The task:
Could you please retype all of the data below exactly?

Source data
──────────────────────────────
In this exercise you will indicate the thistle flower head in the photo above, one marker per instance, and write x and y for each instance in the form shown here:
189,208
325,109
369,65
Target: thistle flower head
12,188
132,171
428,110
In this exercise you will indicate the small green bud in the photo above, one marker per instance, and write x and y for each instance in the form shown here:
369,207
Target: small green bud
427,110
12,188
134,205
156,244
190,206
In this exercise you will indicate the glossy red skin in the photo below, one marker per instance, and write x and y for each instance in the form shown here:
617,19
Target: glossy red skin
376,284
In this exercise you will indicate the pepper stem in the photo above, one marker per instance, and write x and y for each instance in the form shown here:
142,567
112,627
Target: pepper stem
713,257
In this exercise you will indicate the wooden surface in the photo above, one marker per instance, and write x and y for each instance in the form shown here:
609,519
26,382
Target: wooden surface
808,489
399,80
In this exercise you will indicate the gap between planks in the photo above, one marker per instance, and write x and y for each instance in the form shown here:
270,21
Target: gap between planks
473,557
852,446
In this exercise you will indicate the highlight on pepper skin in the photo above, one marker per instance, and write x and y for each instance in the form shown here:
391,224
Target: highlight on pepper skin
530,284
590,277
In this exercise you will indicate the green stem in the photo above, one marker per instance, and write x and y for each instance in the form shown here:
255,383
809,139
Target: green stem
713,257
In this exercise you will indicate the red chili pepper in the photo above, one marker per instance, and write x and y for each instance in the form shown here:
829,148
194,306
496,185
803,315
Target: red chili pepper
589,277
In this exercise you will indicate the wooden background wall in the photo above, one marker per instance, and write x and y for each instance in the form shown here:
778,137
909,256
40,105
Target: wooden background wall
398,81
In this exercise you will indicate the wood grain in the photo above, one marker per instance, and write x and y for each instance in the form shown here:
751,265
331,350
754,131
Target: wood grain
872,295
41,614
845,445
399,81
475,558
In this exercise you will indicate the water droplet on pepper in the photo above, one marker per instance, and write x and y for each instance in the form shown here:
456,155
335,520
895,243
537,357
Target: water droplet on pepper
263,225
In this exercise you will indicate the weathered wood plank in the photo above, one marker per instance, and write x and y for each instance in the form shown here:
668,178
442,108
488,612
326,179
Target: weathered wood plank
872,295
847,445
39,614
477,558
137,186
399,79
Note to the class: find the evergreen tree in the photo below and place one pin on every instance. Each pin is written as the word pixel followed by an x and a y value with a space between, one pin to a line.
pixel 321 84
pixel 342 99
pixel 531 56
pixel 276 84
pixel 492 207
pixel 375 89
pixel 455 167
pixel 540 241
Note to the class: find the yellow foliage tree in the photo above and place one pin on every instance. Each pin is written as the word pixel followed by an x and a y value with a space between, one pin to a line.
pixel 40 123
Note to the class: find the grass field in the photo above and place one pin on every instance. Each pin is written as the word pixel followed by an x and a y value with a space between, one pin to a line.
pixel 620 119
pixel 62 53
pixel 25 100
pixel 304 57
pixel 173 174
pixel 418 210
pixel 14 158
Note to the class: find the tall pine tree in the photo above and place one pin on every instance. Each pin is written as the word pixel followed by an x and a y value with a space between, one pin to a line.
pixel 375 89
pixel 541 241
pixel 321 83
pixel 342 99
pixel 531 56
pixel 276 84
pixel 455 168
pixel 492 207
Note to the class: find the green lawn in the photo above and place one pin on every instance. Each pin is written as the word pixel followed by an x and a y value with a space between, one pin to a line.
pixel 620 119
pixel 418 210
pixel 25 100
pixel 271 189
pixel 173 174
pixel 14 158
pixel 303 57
──────────────────────────────
Task output:
In this exercise you will indicate the thistle flower head in the photo above, one marker per instance, and write x and y for each instance in the form shown here:
189,208
325,109
369,65
Target: thistle flower head
12,188
132,171
428,110
In this exercise you will indicate the small green bud in the photo above, one marker per instance, and write x and y for each instance in the form shown here:
369,207
Target: small green bud
427,110
12,188
134,205
156,244
190,206
In this exercise you will indicate the glossy red skin in the photo below, one marker per instance, and write x and y for each instance in the form shown here:
617,19
Target: glossy red skin
376,284
In this exercise you will indicate the pepper stem in the photo above, one marker per instance, and write x and y for each instance in the form shown here:
142,567
112,627
Target: pepper stem
713,257
In this exercise you will indicate the wooden surface in the photo above, one marker per instance, and write x and y for each instance in the form shown here:
609,519
26,382
Target: wooden surface
808,489
399,80
In this exercise you will indicate the gap between planks in the photo above, one marker per instance, and write x and y for each instance in the form shown here:
270,21
Target: gap between planks
473,557
852,446
In this exercise you will indicate the highlight on pepper skin in the photo above, one marker per instance, and write x and y for each instance in the form shown here:
391,224
Target: highlight on pepper skin
530,284
590,277
In this exercise you will indicate the green stem in the photo above, one marker per instance, and write x and y for each instance in the form shown here:
255,383
809,139
Target: green stem
713,257
In this exercise you will indicate the red chili pepper in the photo above, one marker per instance, and write x and y for each instance in the form shown here:
829,148
194,306
496,185
803,315
Target: red chili pepper
589,277
In this exercise you will indicate the wooden background wall in the photo above, one marker per instance, and write x and y for each instance in the form shown here:
778,137
909,256
40,105
Target: wooden background wall
398,81
In this exercise you will indicate the wood grain in the photo above, one marker per instance, and write x and y for each instance in the form shown here:
751,265
331,350
754,131
Target: wood grain
872,295
41,614
845,445
399,81
475,558
In this exercise you will indicate the water droplet on pepper in the photo above, one marker per instance, and write x and y for each instance in the form shown here:
456,155
335,520
895,243
537,357
Target: water droplet on pepper
263,225
In this exercise you will indicate the weathered wood plank in the photo above, one marker per instance, and write x and y for each instance in the form shown here:
668,178
442,108
488,612
326,179
Target: weathered wood plank
872,295
847,445
39,614
477,558
137,186
399,79
Note to the class: find the evergreen tree in the photo below and place one pin on every instance. Each pin is written as the word pixel followed by an x and a y value with a space between, one pin to a line.
pixel 321 84
pixel 342 99
pixel 531 56
pixel 276 84
pixel 492 207
pixel 375 89
pixel 455 167
pixel 540 241
Note to the class: find the yellow foliage tree in the photo above and place one pin on every instance. Each pin is written as the word pixel followed by an x and a y value with a space between, one pin to a line.
pixel 40 123
Note to the class: find the grass field in the photo above and place one pin on every instance. Each pin is written as the word pixel followed by an x and a y value with a space between, one pin to a line.
pixel 620 119
pixel 62 53
pixel 25 100
pixel 304 57
pixel 173 174
pixel 418 210
pixel 14 158
Note to the class: find the tall pine tree in the photo above and place one pin on every instance. Each pin is written as the word pixel followed by an x and a y value with a space between, one pin to a line.
pixel 375 89
pixel 541 241
pixel 321 83
pixel 342 99
pixel 531 56
pixel 276 84
pixel 455 168
pixel 492 207
Note to the class: find the green lawn in the photo above and place one pin on every instance. Each pin is written as the word pixel followed by an x and a y value with a space between, one pin to a line.
pixel 620 119
pixel 418 210
pixel 25 100
pixel 271 189
pixel 173 174
pixel 14 158
pixel 303 57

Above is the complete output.